(What this task involves): What follows is a set of records. Copy them exactly and leave out the images.

[Items listed in a dataset]
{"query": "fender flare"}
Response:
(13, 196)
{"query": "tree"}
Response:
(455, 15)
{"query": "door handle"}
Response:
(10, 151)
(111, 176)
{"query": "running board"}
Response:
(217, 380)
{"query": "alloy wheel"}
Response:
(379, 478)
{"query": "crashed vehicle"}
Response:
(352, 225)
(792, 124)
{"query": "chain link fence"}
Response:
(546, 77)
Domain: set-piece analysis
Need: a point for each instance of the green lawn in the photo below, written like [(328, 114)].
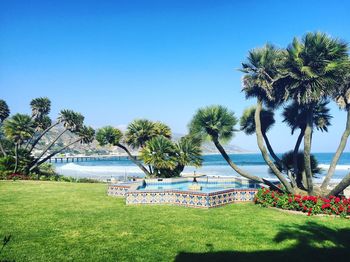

(Written reply):
{"query": "fender flare"}
Response:
(13, 196)
{"query": "tree"}
Response:
(455, 15)
{"query": "door handle"}
Response:
(10, 151)
(111, 176)
{"query": "running board"}
Response:
(217, 380)
{"query": "alloy wheel"}
Response:
(379, 478)
{"query": "crashed vehicle"}
Response:
(352, 225)
(792, 124)
{"query": "chain link fence"}
Response:
(546, 77)
Domain: set-piece analysis
Need: a point for each instance of the green lawn in the photo below, written like [(328, 114)].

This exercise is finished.